■ **Exercise requirements**:
(1) In the text on Premna, replace "corymbs" with "umbels" and give the passage again, beginning at the words "Floral biology" and stopping after "appear during August–September.".
(2) According to the text on Premna, what kind of soil does the plant grow well in?

■ **Text passage**:
--
Morphological characteristics

  • Premna is a scandent, erect shrub or small tree, more or less thorny on the trunk and large branches.
  • Leaves are opposite or whorled and entire or serrate.

Floral biology

  • Flowers are small, irregular, arranged in terminal corymbs.
  • Bracts are small and linear; calyx is four to five lobed or two-lipped and corolla is tubular and two- lipped.
  • Ovary is four-celled, with one ovule per cell.
  • Fruits (drupes) and seeds are oblong in shape.
  • Flowering occurs in April–June and fruits appear during August–September.

Distribution

  • The species is common along the Indian peninsular and Andaman coast.
  • It is also recorded as occurring in the plains of Maharashtra, Gujarat, Assam, Khasi hills, and tarai.
  • In Orissa, it is found on land periodically covered by tides in Mahanadi delta.

Climate and soil

  • The plant prefers warm and humid climate.
  • It grows well in sandy loam type of soil with good organic content.

Propagation material

  • At least one-year-old stem cuttings are used as planting material, which are procured from mature trees in February–March.

Agro-technique

Nursery technique

Raising propagules

  • Stem cuttings are used as planting material.
  • The cuttings are planted in polybags filled with potting mixture consisting of sand, soil, and FYM (farmyard manure).
  • Commercially available rooting hormones may be used for the cuttings.
  • Cuttings may also be planted in sand in shade houses or mist chambers and transplanted to polybags after rooting.
--
■ **Exercise data**:
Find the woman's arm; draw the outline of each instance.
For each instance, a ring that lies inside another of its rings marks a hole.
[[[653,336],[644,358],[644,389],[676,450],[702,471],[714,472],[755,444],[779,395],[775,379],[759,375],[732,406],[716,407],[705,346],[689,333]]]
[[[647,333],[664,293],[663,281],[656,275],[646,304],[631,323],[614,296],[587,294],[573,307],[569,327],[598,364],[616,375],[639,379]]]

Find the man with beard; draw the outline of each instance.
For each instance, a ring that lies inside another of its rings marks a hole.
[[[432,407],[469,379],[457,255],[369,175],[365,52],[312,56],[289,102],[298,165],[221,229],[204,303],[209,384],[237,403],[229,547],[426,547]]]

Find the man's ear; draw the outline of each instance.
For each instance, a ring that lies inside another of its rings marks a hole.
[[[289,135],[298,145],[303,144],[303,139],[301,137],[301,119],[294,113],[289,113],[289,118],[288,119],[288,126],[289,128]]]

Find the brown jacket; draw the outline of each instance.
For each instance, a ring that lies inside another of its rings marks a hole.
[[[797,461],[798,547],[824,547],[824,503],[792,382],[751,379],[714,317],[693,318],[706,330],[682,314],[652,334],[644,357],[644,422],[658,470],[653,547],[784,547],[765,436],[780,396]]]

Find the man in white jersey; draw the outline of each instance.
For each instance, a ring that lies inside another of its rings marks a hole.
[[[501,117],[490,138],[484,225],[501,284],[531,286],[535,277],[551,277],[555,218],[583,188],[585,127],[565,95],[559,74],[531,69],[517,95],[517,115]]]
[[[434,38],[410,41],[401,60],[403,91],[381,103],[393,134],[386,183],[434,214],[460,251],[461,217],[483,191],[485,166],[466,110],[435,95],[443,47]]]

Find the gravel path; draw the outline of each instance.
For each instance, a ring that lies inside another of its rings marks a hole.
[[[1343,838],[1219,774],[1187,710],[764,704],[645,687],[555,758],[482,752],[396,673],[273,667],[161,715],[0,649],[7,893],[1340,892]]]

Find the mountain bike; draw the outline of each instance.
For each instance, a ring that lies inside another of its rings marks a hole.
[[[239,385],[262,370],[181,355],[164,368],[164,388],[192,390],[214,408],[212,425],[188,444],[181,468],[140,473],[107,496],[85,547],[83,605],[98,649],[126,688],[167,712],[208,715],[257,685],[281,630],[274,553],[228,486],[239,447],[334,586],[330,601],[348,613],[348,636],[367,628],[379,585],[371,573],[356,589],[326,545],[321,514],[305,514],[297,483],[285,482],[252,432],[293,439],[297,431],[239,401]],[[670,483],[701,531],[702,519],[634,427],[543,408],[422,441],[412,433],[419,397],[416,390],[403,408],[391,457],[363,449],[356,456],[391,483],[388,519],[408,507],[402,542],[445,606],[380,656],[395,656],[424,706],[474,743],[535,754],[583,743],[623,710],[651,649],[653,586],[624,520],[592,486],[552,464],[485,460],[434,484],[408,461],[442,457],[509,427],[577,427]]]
--
■ **Response list**:
(1)
Floral biology

  • Flowers are small, irregular, arranged in terminal umbels.
  • Bracts are small and linear; calyx is four to five lobed or two-lipped and corolla is tubular and two- lipped.
  • Ovary is four-celled, with one ovule per cell.
  • Fruits (drupes) and seeds are oblong in shape.
  • Flowering occurs in April–June and fruits appear during August–September.

(2) Sandy loam soil with good organic content.